- [Request]:
Reproduce every line of the records below word for word, with nothing added, dropped, or changed.

- [Records for processing]:
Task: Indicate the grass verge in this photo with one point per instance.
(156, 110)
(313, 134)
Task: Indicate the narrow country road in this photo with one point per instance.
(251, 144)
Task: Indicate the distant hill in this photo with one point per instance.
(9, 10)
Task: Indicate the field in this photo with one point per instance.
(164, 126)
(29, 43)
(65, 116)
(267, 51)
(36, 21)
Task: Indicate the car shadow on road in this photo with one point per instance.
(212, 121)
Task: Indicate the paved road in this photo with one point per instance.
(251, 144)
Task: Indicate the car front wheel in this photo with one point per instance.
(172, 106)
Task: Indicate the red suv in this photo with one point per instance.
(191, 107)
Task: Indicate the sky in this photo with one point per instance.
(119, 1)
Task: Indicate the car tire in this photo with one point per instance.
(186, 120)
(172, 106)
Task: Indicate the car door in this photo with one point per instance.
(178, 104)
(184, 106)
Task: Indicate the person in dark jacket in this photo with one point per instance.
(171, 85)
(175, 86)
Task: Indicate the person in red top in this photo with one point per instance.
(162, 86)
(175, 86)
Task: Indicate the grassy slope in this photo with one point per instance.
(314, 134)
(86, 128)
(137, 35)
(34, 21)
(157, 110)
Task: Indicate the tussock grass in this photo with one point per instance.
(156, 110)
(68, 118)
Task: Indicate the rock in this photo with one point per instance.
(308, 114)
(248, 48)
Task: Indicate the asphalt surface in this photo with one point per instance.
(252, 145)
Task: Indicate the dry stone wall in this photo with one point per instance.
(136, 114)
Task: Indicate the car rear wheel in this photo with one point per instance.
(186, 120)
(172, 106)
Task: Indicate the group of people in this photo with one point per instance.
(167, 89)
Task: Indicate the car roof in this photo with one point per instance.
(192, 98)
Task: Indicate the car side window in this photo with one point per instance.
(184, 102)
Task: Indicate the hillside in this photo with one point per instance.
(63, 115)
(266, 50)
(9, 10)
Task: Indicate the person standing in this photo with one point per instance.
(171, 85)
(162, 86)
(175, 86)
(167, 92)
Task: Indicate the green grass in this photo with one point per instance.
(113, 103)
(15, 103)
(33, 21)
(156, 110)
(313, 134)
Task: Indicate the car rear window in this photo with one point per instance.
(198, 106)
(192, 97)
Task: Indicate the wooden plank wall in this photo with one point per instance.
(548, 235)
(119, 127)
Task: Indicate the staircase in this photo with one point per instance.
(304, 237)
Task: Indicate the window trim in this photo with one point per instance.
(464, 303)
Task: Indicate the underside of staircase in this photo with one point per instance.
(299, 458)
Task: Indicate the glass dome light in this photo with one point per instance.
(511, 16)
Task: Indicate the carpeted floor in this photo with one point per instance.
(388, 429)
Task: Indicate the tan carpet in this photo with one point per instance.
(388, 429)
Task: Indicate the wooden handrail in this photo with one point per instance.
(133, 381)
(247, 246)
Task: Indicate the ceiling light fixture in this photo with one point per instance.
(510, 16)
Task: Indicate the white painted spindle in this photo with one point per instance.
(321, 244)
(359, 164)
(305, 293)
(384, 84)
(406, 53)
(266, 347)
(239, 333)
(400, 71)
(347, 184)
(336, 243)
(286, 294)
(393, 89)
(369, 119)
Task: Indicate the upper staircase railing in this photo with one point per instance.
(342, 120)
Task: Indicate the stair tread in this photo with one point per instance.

- [Full solution]:
Task: Indicate the grass verge in this photo with one point per instance.
(156, 110)
(313, 134)
Task: Indicate the narrow country road in this photo with one point per instance.
(251, 144)
Task: Indicate the distant hill in this photo with one point per instance.
(9, 10)
Task: Indicate the field in this photo with one point per instance.
(164, 126)
(29, 43)
(65, 116)
(267, 51)
(36, 21)
Task: Indicate the car shadow on road in this photo with one point per instance.
(212, 121)
Task: Indicate the paved road in this photo with one point per instance.
(251, 144)
Task: Indicate the car front wheel in this photo with one point per instance.
(172, 106)
Task: Indicate the red suv in this photo with one point per instance.
(191, 107)
Task: Indicate the sky in this photo with one point per instance.
(119, 1)
Task: Indicate the car tire in this photo with one point per instance.
(186, 120)
(172, 106)
Task: Indicate the car door in this photo with one point per instance.
(178, 104)
(184, 106)
Task: Indicate the person in dark jacket in this photo with one point per instance.
(171, 85)
(175, 86)
Task: Indicate the person in red top in this photo with one point per instance.
(162, 86)
(175, 86)
Task: Indicate the grassy slope in this photo with one point per instance.
(314, 134)
(86, 128)
(137, 35)
(34, 21)
(157, 110)
Task: Indicate the tussock grass in this photo with one point per instance.
(156, 110)
(68, 118)
Task: Indicate the rock in this photo with one point per instance.
(308, 114)
(248, 48)
Task: Indicate the asphalt surface in this photo with one point per instance.
(252, 145)
Task: Indicate the dry stone wall in this photo with one point per instance.
(136, 114)
Task: Indicate the car rear wheel in this photo with one point per instance.
(186, 120)
(172, 106)
Task: Indicate the group of people in this photo with one point per instance.
(167, 89)
Task: Indicate the car roof in this photo with one point per instance.
(192, 98)
Task: Indicate the car side window in this photo with one point per instance.
(184, 102)
Task: Indicate the hillside in this photo with one point per instance.
(63, 115)
(266, 50)
(9, 10)
Task: Indicate the person standing in this photo with one point per instance.
(171, 85)
(162, 86)
(175, 86)
(167, 92)
Task: Indicate the green grass in this photo with one point per instance.
(113, 103)
(15, 103)
(33, 21)
(156, 110)
(313, 134)
Task: Indicate the car rear window in this photo with one point per instance.
(198, 106)
(192, 97)
Task: Indicate the wooden plank wall in this photo with one point per instance.
(548, 235)
(119, 127)
Task: Indicate the staircase in this photo with one point per instance.
(304, 237)
Task: Indicate the window trim in this photo with one point per instance.
(464, 303)
Task: Indicate the underside of staircase in this photo with one point per instance.
(299, 458)
Task: Indicate the glass dome light in this photo with one point per instance.
(511, 16)
Task: Indicate the carpeted floor in this photo with one point per instance.
(388, 429)
Task: Indicate the tan carpet in this photo with one point per instance.
(388, 429)
Task: Indicate the wooden handrail in this photo with one point per instance.
(133, 381)
(247, 246)
Task: Indicate the ceiling light fixture in this photo with one point per instance.
(510, 16)
Task: Indicate the white painted spindle in this photo with one point per instance.
(321, 244)
(359, 164)
(305, 293)
(384, 84)
(406, 53)
(266, 347)
(239, 333)
(400, 71)
(347, 184)
(336, 243)
(286, 294)
(393, 89)
(369, 119)
Task: Indicate the upper staircase railing in this photo with one point per instance.
(342, 120)
Task: Indicate the stair tread in this photo with one point per instance.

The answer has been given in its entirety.